**Required work**
Rewrite all the records below as a numbered list, skipping any blank lines and leaving out the pictures.

++++++++++++++++++++

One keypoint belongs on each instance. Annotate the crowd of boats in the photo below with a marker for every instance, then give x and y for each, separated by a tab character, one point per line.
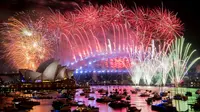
116	99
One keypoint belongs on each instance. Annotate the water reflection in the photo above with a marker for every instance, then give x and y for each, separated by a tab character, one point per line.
137	101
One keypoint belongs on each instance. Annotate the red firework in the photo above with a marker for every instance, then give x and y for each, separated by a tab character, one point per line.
167	24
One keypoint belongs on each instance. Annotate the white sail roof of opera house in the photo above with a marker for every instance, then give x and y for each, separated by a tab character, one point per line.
50	70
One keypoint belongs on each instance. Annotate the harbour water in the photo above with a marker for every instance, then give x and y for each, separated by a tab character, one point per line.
136	100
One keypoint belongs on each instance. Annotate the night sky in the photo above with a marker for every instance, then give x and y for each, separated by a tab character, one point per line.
188	11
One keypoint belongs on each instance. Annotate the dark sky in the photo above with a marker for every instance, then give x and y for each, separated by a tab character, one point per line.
188	11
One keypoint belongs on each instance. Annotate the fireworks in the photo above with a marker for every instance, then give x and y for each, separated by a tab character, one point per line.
96	32
25	44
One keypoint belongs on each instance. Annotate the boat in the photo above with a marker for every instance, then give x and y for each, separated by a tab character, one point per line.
91	98
133	109
119	104
104	99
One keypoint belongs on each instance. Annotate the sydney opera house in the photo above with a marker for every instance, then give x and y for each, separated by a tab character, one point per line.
50	70
49	75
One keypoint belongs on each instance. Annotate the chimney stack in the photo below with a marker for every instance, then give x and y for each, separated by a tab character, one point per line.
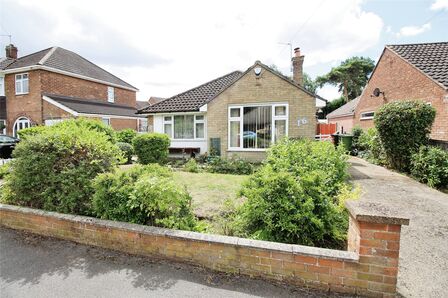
11	51
297	67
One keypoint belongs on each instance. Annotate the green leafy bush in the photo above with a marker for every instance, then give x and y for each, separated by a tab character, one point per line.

++++++++++++++++++++

**Reply to the task**
1. One keypoint belongs on each instance. Annotate the crowd of boats in the photo below with a marker for every instance, then give x and y for each, separated by a tab character, one point per line.
2. 116	99
3. One keypoint belongs on each instance. Annotate the water reflection in the photo above with a marker for every instance, then give x and y for each, separated by a tab character, one point per line.
4. 137	101
5. One keypoint belongs on each instance. Annotate the red firework in the photo above with a marker for every instance, then give x and y for each, separated by a tab character, one point per line.
6. 167	24
7. One keypoint belongs on each instance. Annotate the white sail roof of opera house in the photo above with a marker for every instance, then give x and y for each, separated by a tab character, one point per line.
8. 50	70
9. One keypoint belongs on each instance. Annotate the harbour water in the photo above with a marker for every instance, then give x and y for each, separated by a tab character, one point per line.
10. 136	100
11. One keypoint belongs on each instance. Annotate the night sky in the photo above with a marker for every instance, then give x and y for each, separated by a tab character, one point per line.
12. 188	11
13. One keypoint belongs on each instance. Annotate the dark sky in the photo above with a marker for every instance, then give x and y for each, separated by a tab character, one point per line.
14. 188	11
15. One keypoint belongs on each instance. Annotate the fireworks in the photo above with a marker for every instance, then give x and y for each, separated by a tab character, one point per line.
16. 96	32
17. 25	44
18. One keypoint belongs on each instance. Annotate the boat in the photo above with a marker for every instance, then give x and y for each, separated by a tab character, one point per line.
19. 91	98
20. 133	109
21. 119	104
22. 104	99
23. One keypoint belongs on each instance. Annotate the sydney opera house in the photo above with a marker for every instance, then give x and y for each, separated by a tab character, one point per line.
24. 50	70
25. 49	75
26. One keypoint belongs on each instance. Annotate the chimney stack in the photo below with a marker for every instance, then give x and y for each, separated by a tab character, one point per line.
27. 11	51
28. 297	67
29. One keypoint belongs on each instance. Annotate the green leafy bush in the photo above with a marker for every instance, then give x and y for each, separated by a tab character, one point per line.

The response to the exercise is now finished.